= SHORT TASK =
Reproduce all of the records below, replacing every occurrence of "Target" with "Label" and keeping everything else unchanged. Leave the pictures out.

— start —

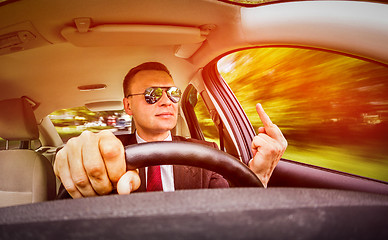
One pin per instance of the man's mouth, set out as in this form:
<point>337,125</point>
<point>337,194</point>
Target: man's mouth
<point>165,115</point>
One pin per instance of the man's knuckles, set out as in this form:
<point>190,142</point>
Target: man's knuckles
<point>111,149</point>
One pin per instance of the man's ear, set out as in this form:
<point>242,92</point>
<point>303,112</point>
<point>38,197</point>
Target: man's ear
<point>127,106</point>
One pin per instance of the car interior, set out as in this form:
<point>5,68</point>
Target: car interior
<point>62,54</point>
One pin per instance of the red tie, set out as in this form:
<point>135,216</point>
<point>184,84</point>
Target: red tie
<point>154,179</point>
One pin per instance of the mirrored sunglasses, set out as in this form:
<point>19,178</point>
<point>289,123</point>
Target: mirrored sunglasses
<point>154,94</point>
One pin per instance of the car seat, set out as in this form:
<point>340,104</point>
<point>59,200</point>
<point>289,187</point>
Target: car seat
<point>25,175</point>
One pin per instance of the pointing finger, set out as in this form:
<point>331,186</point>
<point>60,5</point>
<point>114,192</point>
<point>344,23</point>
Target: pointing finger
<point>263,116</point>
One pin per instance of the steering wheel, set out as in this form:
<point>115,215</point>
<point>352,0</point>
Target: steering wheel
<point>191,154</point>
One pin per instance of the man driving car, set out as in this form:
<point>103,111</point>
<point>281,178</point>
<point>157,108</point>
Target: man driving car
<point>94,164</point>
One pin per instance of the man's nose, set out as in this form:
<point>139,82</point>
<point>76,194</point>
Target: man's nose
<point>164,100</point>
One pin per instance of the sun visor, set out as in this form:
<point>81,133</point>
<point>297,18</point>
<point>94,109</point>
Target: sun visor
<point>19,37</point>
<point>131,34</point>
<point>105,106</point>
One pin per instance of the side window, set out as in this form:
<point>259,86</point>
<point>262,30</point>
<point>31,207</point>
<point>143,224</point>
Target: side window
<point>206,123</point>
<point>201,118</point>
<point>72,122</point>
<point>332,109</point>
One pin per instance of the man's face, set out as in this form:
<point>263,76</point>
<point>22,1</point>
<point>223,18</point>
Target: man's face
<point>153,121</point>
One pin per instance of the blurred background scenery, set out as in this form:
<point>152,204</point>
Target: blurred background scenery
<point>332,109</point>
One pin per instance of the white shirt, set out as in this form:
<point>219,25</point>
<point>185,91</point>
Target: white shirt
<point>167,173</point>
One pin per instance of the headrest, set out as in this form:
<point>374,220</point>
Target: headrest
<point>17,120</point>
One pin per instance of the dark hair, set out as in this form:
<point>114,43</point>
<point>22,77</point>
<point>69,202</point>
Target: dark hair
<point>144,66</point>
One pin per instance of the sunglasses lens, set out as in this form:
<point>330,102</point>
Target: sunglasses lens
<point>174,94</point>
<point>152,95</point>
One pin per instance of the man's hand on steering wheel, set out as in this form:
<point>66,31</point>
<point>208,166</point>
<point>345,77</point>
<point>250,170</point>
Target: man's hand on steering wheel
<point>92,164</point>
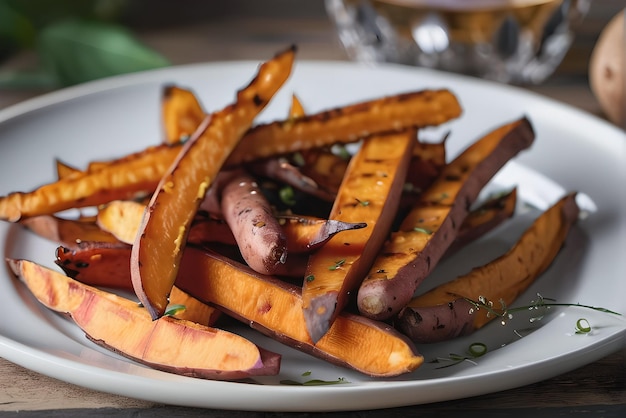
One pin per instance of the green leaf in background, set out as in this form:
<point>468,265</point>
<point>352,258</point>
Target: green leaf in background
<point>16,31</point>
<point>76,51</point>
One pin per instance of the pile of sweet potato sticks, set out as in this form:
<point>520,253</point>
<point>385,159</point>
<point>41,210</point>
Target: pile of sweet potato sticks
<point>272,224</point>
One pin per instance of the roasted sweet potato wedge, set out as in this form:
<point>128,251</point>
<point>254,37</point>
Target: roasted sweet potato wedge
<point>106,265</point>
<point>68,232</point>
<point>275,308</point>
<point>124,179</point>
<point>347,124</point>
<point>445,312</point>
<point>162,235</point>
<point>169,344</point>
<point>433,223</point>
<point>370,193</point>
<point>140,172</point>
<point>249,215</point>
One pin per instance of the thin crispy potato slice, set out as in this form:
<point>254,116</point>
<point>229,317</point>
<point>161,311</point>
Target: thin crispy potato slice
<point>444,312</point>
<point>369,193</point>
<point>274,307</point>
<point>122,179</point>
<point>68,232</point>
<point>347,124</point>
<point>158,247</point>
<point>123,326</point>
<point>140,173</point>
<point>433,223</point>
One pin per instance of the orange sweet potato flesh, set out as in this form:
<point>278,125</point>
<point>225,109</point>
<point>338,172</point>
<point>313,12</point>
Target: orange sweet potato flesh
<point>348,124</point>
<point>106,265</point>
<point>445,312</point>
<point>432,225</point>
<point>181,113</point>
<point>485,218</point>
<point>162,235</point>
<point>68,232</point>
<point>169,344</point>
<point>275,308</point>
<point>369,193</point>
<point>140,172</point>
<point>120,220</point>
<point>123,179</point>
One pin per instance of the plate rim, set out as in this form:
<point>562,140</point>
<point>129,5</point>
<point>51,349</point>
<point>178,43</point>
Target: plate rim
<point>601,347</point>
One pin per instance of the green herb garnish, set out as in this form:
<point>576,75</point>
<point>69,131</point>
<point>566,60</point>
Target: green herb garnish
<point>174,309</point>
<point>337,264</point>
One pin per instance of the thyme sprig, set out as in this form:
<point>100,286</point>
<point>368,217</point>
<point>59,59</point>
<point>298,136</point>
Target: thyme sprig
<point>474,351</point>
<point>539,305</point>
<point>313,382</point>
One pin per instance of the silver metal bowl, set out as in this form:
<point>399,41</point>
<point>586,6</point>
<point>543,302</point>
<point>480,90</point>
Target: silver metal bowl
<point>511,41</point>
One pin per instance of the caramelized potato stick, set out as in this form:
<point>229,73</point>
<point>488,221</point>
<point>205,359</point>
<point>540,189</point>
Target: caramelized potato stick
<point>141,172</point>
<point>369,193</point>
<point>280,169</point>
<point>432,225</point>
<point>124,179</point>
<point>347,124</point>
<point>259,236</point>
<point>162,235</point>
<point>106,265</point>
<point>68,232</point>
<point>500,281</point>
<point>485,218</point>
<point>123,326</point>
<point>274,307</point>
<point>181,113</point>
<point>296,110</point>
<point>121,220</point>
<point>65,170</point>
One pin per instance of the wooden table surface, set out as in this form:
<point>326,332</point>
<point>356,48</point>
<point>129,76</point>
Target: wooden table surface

— end —

= SOLUTION TO THIS EXERCISE =
One pin per instance of the man's mouth, set out as in this form:
<point>337,125</point>
<point>337,194</point>
Label: man's mouth
<point>165,115</point>
One pin per instance of the man's knuckles, set out as in this form:
<point>190,142</point>
Label: man's knuckles
<point>111,149</point>
One pin per instance of the man's ear, set out as in this form:
<point>242,92</point>
<point>303,112</point>
<point>38,197</point>
Label: man's ear
<point>127,106</point>
One pin per instance of the car interior, set out as in this form:
<point>5,68</point>
Label: car interior
<point>62,54</point>
One pin per instance of the red tie, set out as in this form:
<point>135,216</point>
<point>184,84</point>
Label: red tie
<point>154,179</point>
One pin per instance of the mirrored sunglasses, set out as in this form:
<point>19,178</point>
<point>289,123</point>
Label: mirrored sunglasses
<point>154,94</point>
One pin per instance of the car seat, set out as in this form:
<point>340,104</point>
<point>59,200</point>
<point>289,187</point>
Label: car seat
<point>25,175</point>
One pin per instance of the pointing finger, set out as in this form:
<point>331,186</point>
<point>60,5</point>
<point>114,192</point>
<point>344,23</point>
Label: pointing finger
<point>263,116</point>
One pin per instance of the steering wheel, set out as in this form:
<point>115,215</point>
<point>352,0</point>
Label: steering wheel
<point>191,154</point>
One pin per instance of the man driving car, set out as in this form:
<point>103,111</point>
<point>281,178</point>
<point>157,108</point>
Label: man driving car
<point>94,164</point>
One pin per instance of the man's nose, set out as in this form:
<point>139,82</point>
<point>76,194</point>
Label: man's nose
<point>164,100</point>
One pin per instance of the sun visor, set out as in this form:
<point>81,133</point>
<point>297,18</point>
<point>94,109</point>
Label: sun visor
<point>19,37</point>
<point>131,34</point>
<point>105,106</point>
One pin per instance of the side window, set out as in this form:
<point>259,86</point>
<point>262,30</point>
<point>31,207</point>
<point>143,224</point>
Label: side window
<point>206,123</point>
<point>201,118</point>
<point>72,122</point>
<point>332,109</point>
One pin per instance of the man's face, set out as in this form:
<point>263,76</point>
<point>22,1</point>
<point>223,18</point>
Label: man's face
<point>153,121</point>
One pin per instance of the blurred background scenery, set out as in this form:
<point>152,204</point>
Label: blurred background scenery
<point>332,109</point>
One pin per instance of the white shirt, set out as in this form:
<point>219,25</point>
<point>185,91</point>
Label: white shirt
<point>167,173</point>
One pin per instance of the headrest, set out as in this form:
<point>374,220</point>
Label: headrest
<point>17,120</point>
One pin per instance of the dark hair, set out as in this form:
<point>114,43</point>
<point>22,77</point>
<point>69,202</point>
Label: dark hair
<point>144,66</point>
One pin per instance of the sunglasses lens, set out as in this form:
<point>330,102</point>
Label: sunglasses lens
<point>174,94</point>
<point>152,95</point>
One pin per instance of the man's hand on steering wheel, set out as in this form:
<point>66,31</point>
<point>208,166</point>
<point>345,77</point>
<point>250,170</point>
Label: man's hand on steering wheel
<point>92,164</point>
One pin per instance of the green leaf in background, set out as in this form:
<point>468,265</point>
<point>352,258</point>
Label: green leaf in background
<point>16,31</point>
<point>76,51</point>
One pin per instance of the pile of sweet potato sticks, set out as in this form:
<point>520,253</point>
<point>385,159</point>
<point>41,210</point>
Label: pile of sweet potato sticks
<point>272,224</point>
One pin per instance of the roasted sweet potato wedge, set out as in this form:
<point>128,251</point>
<point>254,37</point>
Label: roasted sweet potato wedge
<point>106,265</point>
<point>68,232</point>
<point>275,308</point>
<point>124,179</point>
<point>347,124</point>
<point>445,312</point>
<point>162,235</point>
<point>169,344</point>
<point>433,223</point>
<point>370,193</point>
<point>140,172</point>
<point>249,215</point>
One pin per instance of the thin crispy potato slice, set out as in this form:
<point>254,116</point>
<point>229,317</point>
<point>161,311</point>
Label: thin crispy potato slice
<point>444,312</point>
<point>369,193</point>
<point>274,307</point>
<point>122,179</point>
<point>68,232</point>
<point>347,124</point>
<point>158,247</point>
<point>123,326</point>
<point>140,173</point>
<point>433,223</point>
One pin per instance of the orange sweet potato flesh, set out as in this form:
<point>278,125</point>
<point>225,109</point>
<point>338,172</point>
<point>313,12</point>
Label: orange sweet potato flesh
<point>348,124</point>
<point>106,265</point>
<point>445,312</point>
<point>432,225</point>
<point>181,113</point>
<point>485,218</point>
<point>162,235</point>
<point>68,232</point>
<point>169,344</point>
<point>275,308</point>
<point>369,193</point>
<point>140,172</point>
<point>120,220</point>
<point>123,179</point>
One pin per instance of the plate rim, set out as in this form:
<point>562,140</point>
<point>129,5</point>
<point>51,349</point>
<point>178,43</point>
Label: plate rim
<point>601,347</point>
One pin per instance of the green herb garnish, set out as in this form:
<point>576,75</point>
<point>69,131</point>
<point>566,60</point>
Label: green herb garnish
<point>174,309</point>
<point>337,264</point>
One pin per instance of the thyme sprig, set out as in this form:
<point>100,286</point>
<point>368,217</point>
<point>59,59</point>
<point>298,136</point>
Label: thyme sprig
<point>474,351</point>
<point>539,305</point>
<point>313,382</point>
One pin per instance of the silver metal bowl, set out as in this form:
<point>399,41</point>
<point>586,6</point>
<point>543,302</point>
<point>480,90</point>
Label: silver metal bowl
<point>511,41</point>
One pin per instance of the caramelized potato stick, set out as in this form:
<point>229,73</point>
<point>488,221</point>
<point>205,359</point>
<point>540,189</point>
Label: caramelized potato stick
<point>141,172</point>
<point>369,193</point>
<point>280,169</point>
<point>432,225</point>
<point>124,179</point>
<point>347,124</point>
<point>259,236</point>
<point>162,235</point>
<point>106,265</point>
<point>68,232</point>
<point>500,281</point>
<point>485,218</point>
<point>123,326</point>
<point>274,307</point>
<point>181,113</point>
<point>296,110</point>
<point>121,220</point>
<point>65,170</point>
One pin per instance of the wooden table surface, set out as in this form:
<point>326,332</point>
<point>356,48</point>
<point>129,76</point>
Label: wooden table surface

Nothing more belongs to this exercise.